(Location annotation dataset excerpts)
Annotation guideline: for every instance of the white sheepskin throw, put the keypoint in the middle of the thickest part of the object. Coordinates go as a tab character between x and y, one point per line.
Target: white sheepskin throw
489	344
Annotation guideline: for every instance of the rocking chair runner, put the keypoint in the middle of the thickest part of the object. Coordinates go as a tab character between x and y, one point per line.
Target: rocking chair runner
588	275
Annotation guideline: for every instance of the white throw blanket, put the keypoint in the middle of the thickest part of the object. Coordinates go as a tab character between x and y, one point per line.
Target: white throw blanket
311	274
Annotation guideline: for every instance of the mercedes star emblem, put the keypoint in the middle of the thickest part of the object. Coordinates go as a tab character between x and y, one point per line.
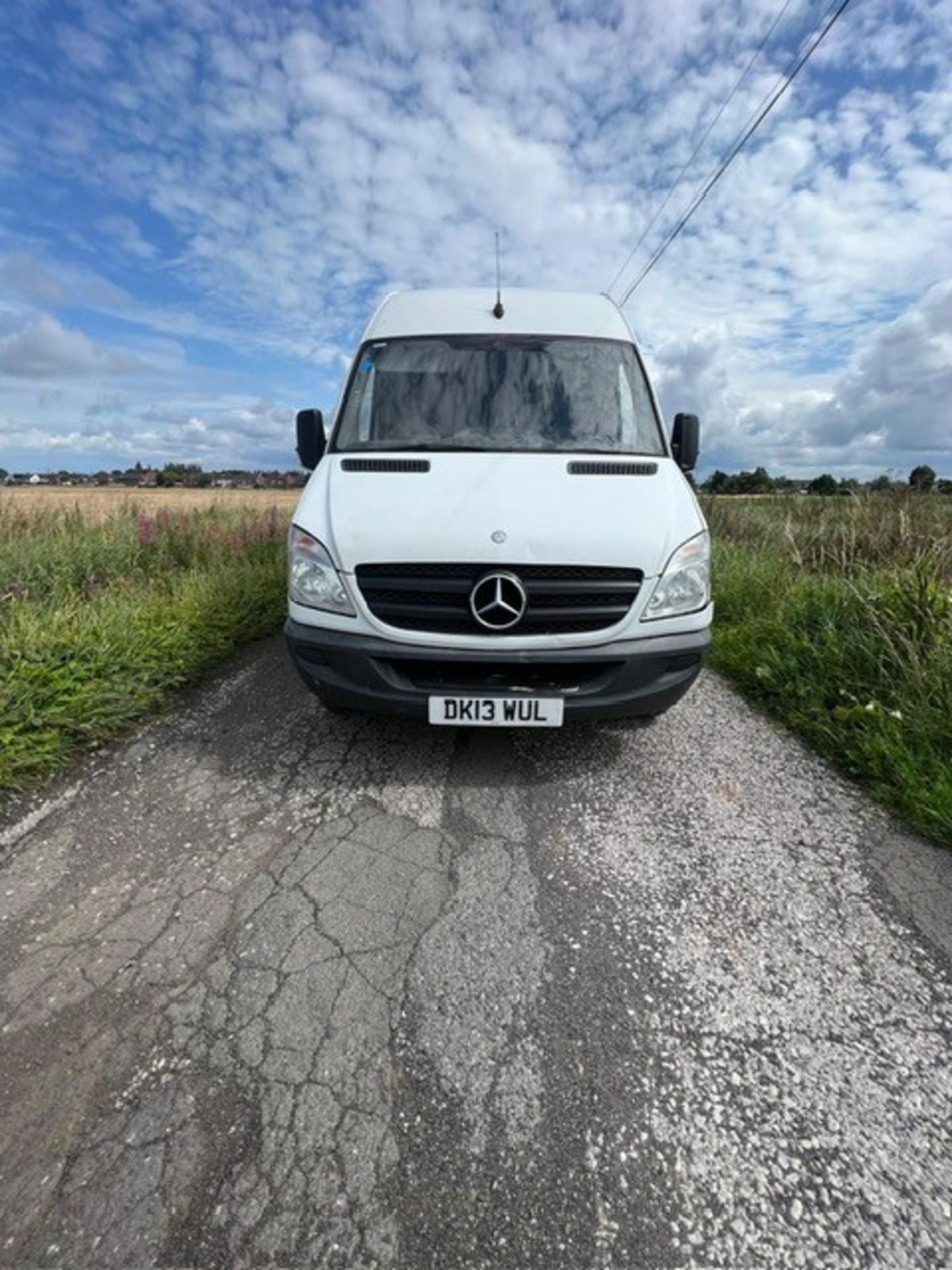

Your task » Format every line of the material above as a Markdown table with the columns "Row" and "Line," skipping blank lines and leaving out the pictures.

Solution to this task »
| Row | Line |
|---|---|
| 1 | Annotation guideline: for every instance of the white sheepskin throw, put the keypoint in the middle of the thickest part of the object. Coordinates go as a tab character between x and y, one point per line. |
| 2 | Target: white sheepskin throw |
| 3 | 489	344 |
| 4 | Annotation guideline: for every instance of the rocking chair runner, put the keypoint in the middle of the thickest part of the object. Coordinates go as a tab character between x and y, one point per line. |
| 5 | Target: rocking chair runner |
| 6 | 588	275 |
| 7 | Annotation guideline: for every instance of the white throw blanket, put the keypoint in the middle of the thickest part of the object. Coordinates go as a tab character between x and y, one point per line. |
| 8 | Target: white throw blanket |
| 9 | 311	274 |
| 10 | Annotation guideline: for every instance of the mercedes star emblem, put the keypoint in the middle of the thickest part of the object. Coordinates go as a tab character between x and y, one point per line. |